What needs to be done —
Pictures do not belong in the copy; print every entry exactly as it stands.

─── Records for processing

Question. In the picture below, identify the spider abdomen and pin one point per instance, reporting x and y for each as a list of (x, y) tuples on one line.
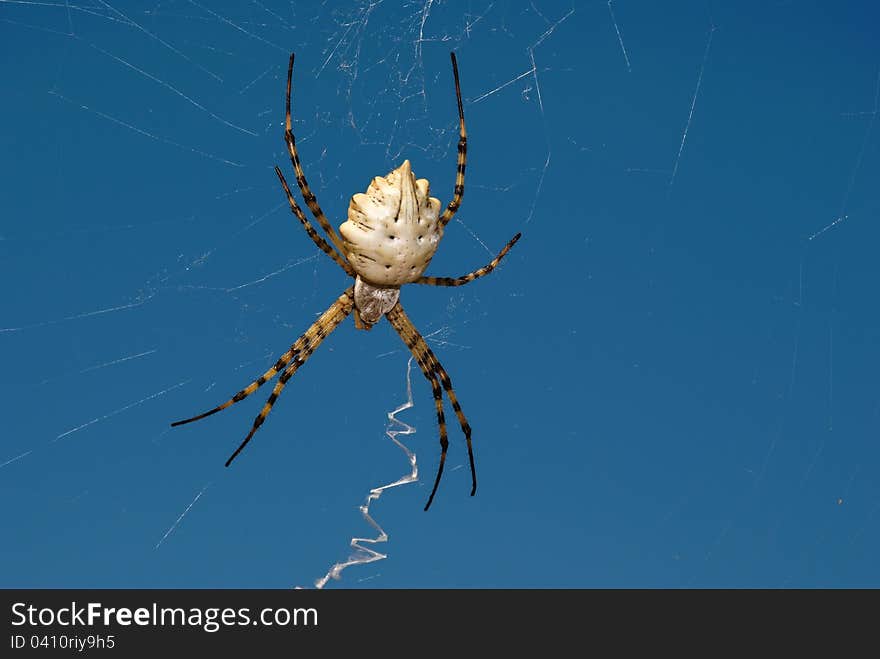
[(392, 230)]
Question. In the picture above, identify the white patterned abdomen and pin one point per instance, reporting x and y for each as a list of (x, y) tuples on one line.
[(392, 231)]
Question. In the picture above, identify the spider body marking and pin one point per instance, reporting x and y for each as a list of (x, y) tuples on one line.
[(388, 240)]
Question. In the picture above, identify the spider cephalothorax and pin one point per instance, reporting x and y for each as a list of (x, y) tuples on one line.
[(388, 240)]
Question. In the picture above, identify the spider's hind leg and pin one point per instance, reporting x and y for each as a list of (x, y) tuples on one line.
[(437, 376)]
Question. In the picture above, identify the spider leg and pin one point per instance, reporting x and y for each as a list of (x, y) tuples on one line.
[(462, 153), (299, 351), (476, 274), (434, 371), (314, 235), (308, 196)]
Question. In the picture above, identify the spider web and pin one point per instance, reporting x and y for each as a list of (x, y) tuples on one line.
[(672, 376)]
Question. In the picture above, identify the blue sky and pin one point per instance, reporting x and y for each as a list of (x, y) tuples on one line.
[(672, 379)]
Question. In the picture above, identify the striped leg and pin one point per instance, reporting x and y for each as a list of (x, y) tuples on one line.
[(476, 274), (308, 196), (314, 235), (298, 353), (433, 371), (462, 153)]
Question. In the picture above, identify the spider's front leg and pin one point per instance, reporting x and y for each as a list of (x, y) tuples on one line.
[(476, 274)]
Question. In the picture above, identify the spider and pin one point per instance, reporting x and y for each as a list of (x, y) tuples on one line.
[(389, 239)]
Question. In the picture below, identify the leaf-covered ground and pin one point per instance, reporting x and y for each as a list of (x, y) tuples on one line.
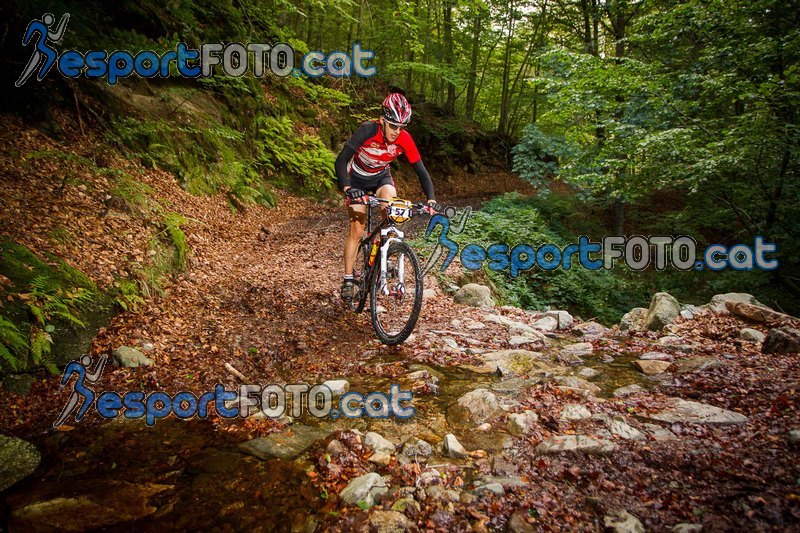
[(260, 294)]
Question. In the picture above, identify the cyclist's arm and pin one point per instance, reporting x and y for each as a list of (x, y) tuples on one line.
[(340, 165), (366, 131), (410, 149)]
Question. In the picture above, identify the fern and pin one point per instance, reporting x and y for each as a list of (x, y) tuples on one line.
[(40, 349), (12, 344), (173, 223), (46, 302)]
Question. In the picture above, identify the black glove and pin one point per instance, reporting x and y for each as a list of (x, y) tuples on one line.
[(433, 206), (356, 196)]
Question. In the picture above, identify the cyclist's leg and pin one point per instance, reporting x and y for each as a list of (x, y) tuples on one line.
[(357, 215)]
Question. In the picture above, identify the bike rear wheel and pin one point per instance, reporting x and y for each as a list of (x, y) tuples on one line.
[(395, 314)]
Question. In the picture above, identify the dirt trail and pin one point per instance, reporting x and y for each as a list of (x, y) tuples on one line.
[(260, 294)]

──────

Response to the exercise —
Question. In the picture below, identify the spider abdomen and pin one point per instance, reporting x and y for each as a list of (x, y) tuples on one line.
[(392, 230)]
Question. In the picture above, identify the white patterned abdomen and pin one point per instance, reporting x and y for each as a list of (x, y) tuples on one line.
[(392, 231)]
Question. In the picture above, identify the spider body marking and pin one point per instance, reporting x and y for each as a list of (x, y) tuples on one line.
[(388, 240)]
Question. In the picture above, identify the spider cephalothorax and pin one point per instance, reporting x and y for each as a list of (x, y) tuples on one line.
[(388, 240)]
Question. In the picture above, identify the spider's hind leg and pin one point per instance, reporting x and y for each as a list of (x, y) tuples on one line.
[(437, 376)]
Question. In the picture above, identify the spider leg and pin one point per instance, reporting x and y for each as a list of (x, y) tuples on one line.
[(462, 153), (299, 351), (476, 274), (434, 371), (314, 235), (308, 196)]
Question. In the picture above, identify the spider web and pin one point per instance, reporting x and y for each as a list of (x, y) tuples on one line.
[(672, 376)]
Question. In the picture above, identify the blue sky and pin one point per instance, reporting x and y for each as a list of (x, y) tuples on one line.
[(672, 379)]
Question. In the picture above, identify the striped leg and pin one point per instance, reporting x and y for each as a list of (x, y) tuples on one line.
[(476, 274), (308, 196), (314, 235), (298, 353), (433, 371), (462, 153)]
Question. In the picture above, identify the spider's front leg and pin one point per instance, reporting x and y for each as a list of (x, y) tuples on one line.
[(476, 274)]
Question. In the picture above, identify the spider and pin one point per instance, reporting x and y for each as a list of (x, y) tuples on one line.
[(389, 239)]
Question. In the picture below, identify the leaf-covered ground and pin one point per instance, reporting x and y for each as a list of (x, y) tuples on one line.
[(260, 294)]
Question. In the picture above, identify the cyclist's arm and pin one point per instance, reporting x and y for each as a list of (x, y) tuples on one line.
[(340, 165), (366, 131), (410, 149)]
Question. In the picture above, identify the fern and pin one point per instance, reporting x and y for each as a list of (x, y) tuples on one line.
[(40, 349), (12, 344), (173, 223), (46, 302)]
Question. In the picture above, identify the black glove and pin one point per instance, reporting x and y for each as a list of (x, y) tuples on one line.
[(433, 206), (356, 196)]
Question. In the picture above, identify the cyclist's leg and pin one point per instance, reporting x and y for each as a list of (x, y) tuples on one line.
[(357, 215)]
Question. In the picture above, identify the bike rear wheel and pin one point per instance, reporting x and y for each as a list of (x, y) tuples on one line.
[(395, 314)]
Question. In the picture above, identify the dirt trail and pin one point per instance, reporting x and y for each as a list of (x, y) tuples on one line.
[(260, 294)]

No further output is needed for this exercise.